TASK GOAL >>
Down to the last line, set down the material below exactly, excluding pictures.
BEGIN
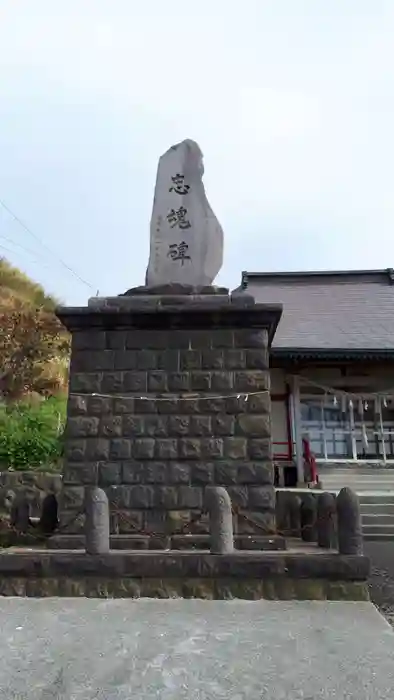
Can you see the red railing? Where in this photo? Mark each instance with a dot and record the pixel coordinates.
(310, 466)
(283, 452)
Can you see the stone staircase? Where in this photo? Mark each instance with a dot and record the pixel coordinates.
(375, 488)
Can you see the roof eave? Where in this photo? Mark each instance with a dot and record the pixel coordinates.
(355, 354)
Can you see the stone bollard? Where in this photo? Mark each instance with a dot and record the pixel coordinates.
(292, 504)
(218, 504)
(325, 520)
(350, 536)
(282, 512)
(308, 518)
(20, 514)
(96, 521)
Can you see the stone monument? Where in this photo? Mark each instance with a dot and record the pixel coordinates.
(186, 240)
(169, 384)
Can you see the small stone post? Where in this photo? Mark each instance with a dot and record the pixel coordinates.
(282, 512)
(308, 518)
(218, 505)
(325, 520)
(293, 504)
(96, 521)
(350, 537)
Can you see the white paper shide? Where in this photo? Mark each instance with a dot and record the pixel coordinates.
(186, 239)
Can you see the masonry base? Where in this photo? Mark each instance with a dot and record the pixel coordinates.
(245, 575)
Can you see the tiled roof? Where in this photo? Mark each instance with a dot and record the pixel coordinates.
(327, 311)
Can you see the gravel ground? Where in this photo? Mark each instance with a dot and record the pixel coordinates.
(381, 583)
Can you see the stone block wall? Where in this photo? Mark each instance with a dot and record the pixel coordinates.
(169, 419)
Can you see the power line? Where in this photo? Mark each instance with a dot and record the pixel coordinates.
(44, 245)
(19, 245)
(16, 252)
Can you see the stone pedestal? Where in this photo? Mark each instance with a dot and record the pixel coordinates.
(169, 393)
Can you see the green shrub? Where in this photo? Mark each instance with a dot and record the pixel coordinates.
(31, 434)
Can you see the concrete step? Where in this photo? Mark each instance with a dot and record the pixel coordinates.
(377, 519)
(376, 498)
(386, 530)
(378, 537)
(377, 509)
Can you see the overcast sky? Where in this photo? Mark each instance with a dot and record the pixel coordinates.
(291, 101)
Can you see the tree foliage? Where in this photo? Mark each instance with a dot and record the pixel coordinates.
(34, 344)
(31, 434)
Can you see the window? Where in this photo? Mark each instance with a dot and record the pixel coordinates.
(355, 430)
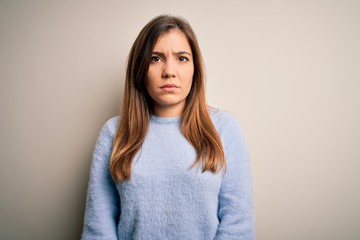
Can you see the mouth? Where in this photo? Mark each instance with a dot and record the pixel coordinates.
(169, 86)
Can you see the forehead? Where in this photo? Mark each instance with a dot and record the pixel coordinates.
(174, 40)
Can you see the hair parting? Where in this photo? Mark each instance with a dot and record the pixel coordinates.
(196, 124)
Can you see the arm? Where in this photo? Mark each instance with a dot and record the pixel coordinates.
(102, 203)
(235, 198)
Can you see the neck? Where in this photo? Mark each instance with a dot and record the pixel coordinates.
(168, 111)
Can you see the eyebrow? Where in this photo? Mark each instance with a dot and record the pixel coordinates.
(174, 53)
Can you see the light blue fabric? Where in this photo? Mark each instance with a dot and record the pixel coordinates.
(165, 198)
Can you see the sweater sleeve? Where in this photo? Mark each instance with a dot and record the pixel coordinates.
(102, 203)
(235, 211)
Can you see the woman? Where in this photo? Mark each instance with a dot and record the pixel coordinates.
(168, 167)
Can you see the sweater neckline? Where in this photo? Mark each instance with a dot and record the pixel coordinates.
(165, 120)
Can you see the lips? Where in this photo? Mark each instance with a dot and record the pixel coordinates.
(169, 86)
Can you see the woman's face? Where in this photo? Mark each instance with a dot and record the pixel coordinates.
(170, 73)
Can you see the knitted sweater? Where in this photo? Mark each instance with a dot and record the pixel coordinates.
(165, 198)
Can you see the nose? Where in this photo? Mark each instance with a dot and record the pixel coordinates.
(169, 70)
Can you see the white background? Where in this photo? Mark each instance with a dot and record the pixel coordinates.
(289, 70)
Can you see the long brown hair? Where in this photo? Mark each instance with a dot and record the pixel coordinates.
(196, 124)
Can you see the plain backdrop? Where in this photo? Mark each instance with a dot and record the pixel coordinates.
(289, 70)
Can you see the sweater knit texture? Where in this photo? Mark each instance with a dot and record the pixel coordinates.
(165, 198)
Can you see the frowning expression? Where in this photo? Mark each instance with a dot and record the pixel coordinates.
(170, 73)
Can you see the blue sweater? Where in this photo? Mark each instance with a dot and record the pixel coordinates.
(165, 198)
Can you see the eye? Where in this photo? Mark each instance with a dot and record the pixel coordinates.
(155, 59)
(183, 59)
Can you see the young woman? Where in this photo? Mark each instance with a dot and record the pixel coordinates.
(169, 167)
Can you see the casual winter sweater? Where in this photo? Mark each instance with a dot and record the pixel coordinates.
(165, 198)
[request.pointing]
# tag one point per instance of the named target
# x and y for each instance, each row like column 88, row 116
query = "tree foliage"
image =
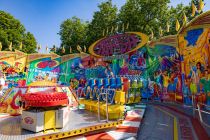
END
SOLUTION TO THE PROBLEM >>
Can you see the red railing? Where in this photo? Mark each instance with a dot and record the pixel coordinates.
(310, 466)
(283, 452)
Can you see the stone staircase? Where in this photo? Mark each instance with a dot and record the pixel coordinates.
(375, 488)
Can you see the roof eave? Where in this photo? Mark each instance with a dot and record the pixel coordinates.
(355, 354)
Can you see the stone bollard? Where in this photo? Mark each instance with a dot and record the pixel coordinates.
(292, 504)
(218, 504)
(325, 520)
(350, 536)
(282, 512)
(308, 518)
(20, 514)
(96, 521)
Can you see the stone monument? Where in this photo? Mark each instance with a dot and record the pixel coordinates.
(186, 240)
(169, 384)
Can you see the small stone post? Where in this photo? Mark each instance with a dot and record the pixel coordinates.
(282, 512)
(308, 518)
(218, 505)
(325, 520)
(293, 504)
(96, 521)
(350, 537)
Can you see the white paper shide? Where in this photo? Mark each instance with a dot and record the pixel coordinates.
(186, 239)
Can you see the masonry base? Where in this photo? Mark each instance with a dot and record the pixel coordinates.
(245, 575)
Can you see the tiled roof? Where in this photo? Mark each instance with a dot and record the pixel coordinates.
(327, 311)
Can you see the gravel ground? Where in this photo? Mark each instance with a dot and record the pixel coordinates.
(381, 583)
Can you see the stone block wall? Where in this photo? Mark each instance with a dot and record the pixel coordinates.
(169, 419)
Can you see the power line? Where in this photo? Mark each instance with a dot and record the pixel coordinates.
(44, 245)
(19, 245)
(16, 252)
Can you see the stone pedestal? Where in this photo? Mark each instance with a dot and record the pixel coordinates.
(169, 393)
Can you see the green shrub? Where in this photo? Mark each instance with a dot and record the pixel coordinates.
(31, 434)
Can you see the concrete step? Where in this photo? Mark each instance with a dot and record the pixel coordinates.
(377, 519)
(376, 498)
(386, 530)
(378, 537)
(377, 509)
Can you see the overcast sky? Where in this photo? Mark each instance with a dot and record the pixel coordinates.
(291, 101)
Can you see the tree foliage? Where in this photo? Mark each instance with a dot and record the pixel coordinates.
(34, 344)
(31, 434)
Can you see the window? Where in this photo? Mark each instance with a dot and record the pixel coordinates.
(355, 430)
Can you see the mouth? Where in this photo? Mark each instance with a dot and record the pixel coordinates.
(169, 86)
Can you see the forehead? Where in this photo? Mark each instance with a dot and record the pixel coordinates.
(174, 40)
Can you see the hair parting? Where in this photo? Mark each instance with a dot and record the pixel coordinates.
(196, 124)
Can you see the arm? Where in this photo? Mark each instance with a dot and record the pixel coordinates.
(102, 203)
(235, 198)
Can you see the neck? Where in this photo? Mark each instance with a dot and record the pixel coordinates.
(168, 111)
Can you see the eyebrow? Where in this photo? Mark each instance with a dot and record the pixel coordinates.
(174, 53)
Can you see the light blue fabric? Where in this photo? Mark each instance with a dot and record the pixel coordinates.
(165, 198)
Can you see the sweater sleeve? Where in this photo? Mark each instance with a dot and record the pixel coordinates.
(102, 203)
(235, 211)
Can you see the woman? Where in this photo? Mark each instance with a dot and record the pixel coordinates.
(168, 167)
Can you see the sweater neckline? Where in this photo? Mark each instance with a dot and record the pixel coordinates.
(165, 120)
Can you see the lips? Where in this photo? Mark each instance with a dot and record the pixel coordinates.
(169, 86)
Can you see the woman's face? Where in this photo? Mark each instance with a dot and record the pixel coordinates.
(170, 73)
Can you see the knitted sweater? Where in this photo? Mark each instance with a dot and record the pixel coordinates.
(165, 198)
Can you see the nose? Where in this photo? Mark each instance with a dot and record the pixel coordinates.
(169, 70)
Can you see the white background? Where in this photo? Mark each instance with a dot and record the pixel coordinates.
(289, 70)
Can you see the long brown hair? Where in this photo? Mark each instance with a dot and record the pixel coordinates.
(196, 124)
Can you see the plain backdrop? Where in this photo? Mark each instance with a dot and record the pixel coordinates.
(289, 70)
Can you see the sweater knit texture? Where in this photo? Mark each instance with a dot and record the pixel coordinates.
(165, 198)
Can you see the frowning expression? Where in this photo? Mark each instance with a dot and record the pixel coordinates.
(170, 73)
Can you see the blue sweater? Where in this photo? Mark each instance with a dot and record the pixel coordinates.
(165, 198)
Can you see the eye? Where in this photo? Mark each instance with a dot and record the pixel coordinates.
(155, 59)
(183, 59)
Can you see the young woman? Where in this photo? Mark each instance with a dot and record the pixel coordinates.
(169, 167)
Can you see the casual winter sweater? Where in this photo? Mark each instance with a dot and record the pixel coordinates.
(165, 198)
[request.pointing]
# tag one point per instance of the named target
# x and y for each instance, each row like column 88, row 116
query = "tree foliage"
image =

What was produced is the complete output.